#### Provided passage

*** Block opens ***

While it was expected that the walk back to normal in the post-pandemic time may take some time, especially where the hugely competitive hotel industry and hospitality space is concerned, it seems the said business space in the city of Mumbai is taking even more time.
Fact is that the recovery for hospitality and hotel businesses have, thus far, in the post-lockdown phase, grown at snail’s pace, at 30 percent. That is neither too inspiring nor optimistic, what would you reckon?
No longer is the country is under the state of a lockdown; the worst is over and better times, you’d feel, are here and slowly taking shape. But when will that be the case for Mumbai’s restaurants and hotels, is the question?
But while there’s a real reason for concern, where Mumbai businesses stand, what’s also important is to note is that there’s a cause to the concern as well. And what is that?
It’s a fact that the kind of restrictions or impositions that have been imposed on this space in India’s financial capital are a bit too harsh. Ever thougth about that?
The fact that one of India’s most densely populated and thriving urban hubs is experiencing slow turnaround in businesses is down to the fact that there are several restrictions out in place.
So what are these?
There’s not only a restriction on the menu
There’s also a restriction on the number of guests
And, resultantly, a combination of the above has hampered the growth so much so that when compared to the pre-Pandemic lockdown era, current business recoveries in hotels and restaurant space is only 30 percent.
That being told, here’s what Sherry Bhatia, President of Hotel and Restaurant Association of Western India had to say on the subject:
“Our clients still do not have the confidence as they still fear Covid-19 virus infection. We are getting hardly 30% of the business, but this will eventually improve with time.”
Meanwhile, the underwhelming response in the post-COVID era is also being felt by hoteliers, with Pritam Hotels’ Gurbaxish Singh Kohli (who happens to be the director) saying, “Since travelling is restricted, we have lost a big clientele in this bargain. In addition, since we are operating within 33-50% of total capacity, this is also impacting our business.”
To take stock of the entirety of the situation, here’s what must be paid attention to and actually explains the woeful business scenario:
There are, approximately, 4 lakh hotels and restaurants in the city. Now of these many, only 30 percent have resumed their operations.
Now, if that does not tell us why there’s a reason for concern and why there’s much pressure being felt, then one wonders what ever will?
Surely, the city has seen better days in the past. Also, there’s hope for ‘Acche Din’ to return for a lively space, sooner than later.

*** Block closes ***

#### Entries supplied
*** Block opens ***

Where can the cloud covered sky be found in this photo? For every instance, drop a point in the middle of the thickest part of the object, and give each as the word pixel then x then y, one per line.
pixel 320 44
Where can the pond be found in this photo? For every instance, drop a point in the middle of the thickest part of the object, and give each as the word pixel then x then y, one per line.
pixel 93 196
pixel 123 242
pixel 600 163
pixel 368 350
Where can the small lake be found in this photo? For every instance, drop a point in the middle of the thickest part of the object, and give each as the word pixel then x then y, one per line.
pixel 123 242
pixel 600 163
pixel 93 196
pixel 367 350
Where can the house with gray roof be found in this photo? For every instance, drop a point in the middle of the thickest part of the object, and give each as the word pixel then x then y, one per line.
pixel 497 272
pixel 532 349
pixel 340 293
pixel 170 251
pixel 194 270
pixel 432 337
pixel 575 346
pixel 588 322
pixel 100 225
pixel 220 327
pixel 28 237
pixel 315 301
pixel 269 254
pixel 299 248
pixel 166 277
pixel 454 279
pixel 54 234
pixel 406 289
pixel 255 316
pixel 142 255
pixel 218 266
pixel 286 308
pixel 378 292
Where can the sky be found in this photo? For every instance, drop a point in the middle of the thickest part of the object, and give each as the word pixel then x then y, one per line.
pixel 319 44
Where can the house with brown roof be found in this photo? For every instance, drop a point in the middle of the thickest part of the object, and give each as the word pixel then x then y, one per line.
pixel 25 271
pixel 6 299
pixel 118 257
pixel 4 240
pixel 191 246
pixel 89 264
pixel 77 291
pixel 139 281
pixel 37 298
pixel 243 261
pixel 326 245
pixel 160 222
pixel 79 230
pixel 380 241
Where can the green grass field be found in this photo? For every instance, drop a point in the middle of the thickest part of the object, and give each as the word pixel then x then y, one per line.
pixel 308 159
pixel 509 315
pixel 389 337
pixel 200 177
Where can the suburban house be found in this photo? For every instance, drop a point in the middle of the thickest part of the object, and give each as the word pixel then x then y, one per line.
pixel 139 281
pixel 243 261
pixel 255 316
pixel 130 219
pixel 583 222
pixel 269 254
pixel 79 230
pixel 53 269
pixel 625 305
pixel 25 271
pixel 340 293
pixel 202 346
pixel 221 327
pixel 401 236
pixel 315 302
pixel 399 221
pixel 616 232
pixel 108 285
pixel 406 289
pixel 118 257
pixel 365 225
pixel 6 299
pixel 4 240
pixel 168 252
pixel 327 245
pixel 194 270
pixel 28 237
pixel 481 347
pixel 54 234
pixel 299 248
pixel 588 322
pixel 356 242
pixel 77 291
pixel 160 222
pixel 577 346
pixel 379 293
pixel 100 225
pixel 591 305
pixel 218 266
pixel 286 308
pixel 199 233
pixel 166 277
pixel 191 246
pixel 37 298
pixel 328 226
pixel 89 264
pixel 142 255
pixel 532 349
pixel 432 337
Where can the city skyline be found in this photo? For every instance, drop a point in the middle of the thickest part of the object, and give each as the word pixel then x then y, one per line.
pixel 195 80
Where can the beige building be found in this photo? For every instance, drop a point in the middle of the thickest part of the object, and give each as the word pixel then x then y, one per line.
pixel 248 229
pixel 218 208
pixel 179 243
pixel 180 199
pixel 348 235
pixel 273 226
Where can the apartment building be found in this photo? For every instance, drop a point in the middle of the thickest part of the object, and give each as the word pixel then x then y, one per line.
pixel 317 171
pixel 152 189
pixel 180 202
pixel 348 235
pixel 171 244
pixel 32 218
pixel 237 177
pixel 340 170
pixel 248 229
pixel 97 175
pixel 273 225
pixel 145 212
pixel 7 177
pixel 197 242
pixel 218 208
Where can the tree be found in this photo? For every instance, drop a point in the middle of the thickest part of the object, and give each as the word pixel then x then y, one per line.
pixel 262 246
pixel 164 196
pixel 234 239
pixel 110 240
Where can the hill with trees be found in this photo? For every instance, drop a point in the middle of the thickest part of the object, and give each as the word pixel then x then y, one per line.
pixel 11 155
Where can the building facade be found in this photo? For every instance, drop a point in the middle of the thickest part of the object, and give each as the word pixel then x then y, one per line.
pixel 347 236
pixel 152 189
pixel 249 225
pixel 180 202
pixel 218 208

*** Block closes ***

#### Goal of the exercise
Write out the part of the article on Mumbai's hotels and restaurants that opens with "The fact that one" and closes with "only 30 percent.", swapping "menu" for "opening hours".

#### Task answer
The fact that one of India’s most densely populated and thriving urban hubs is experiencing slow turnaround in businesses is down to the fact that there are several restrictions out in place.
So what are these?
There’s not only a restriction on the opening hours
There’s also a restriction on the number of guests
And, resultantly, a combination of the above has hampered the growth so much so that when compared to the pre-Pandemic lockdown era, current business recoveries in hotels and restaurant space is only 30 percent.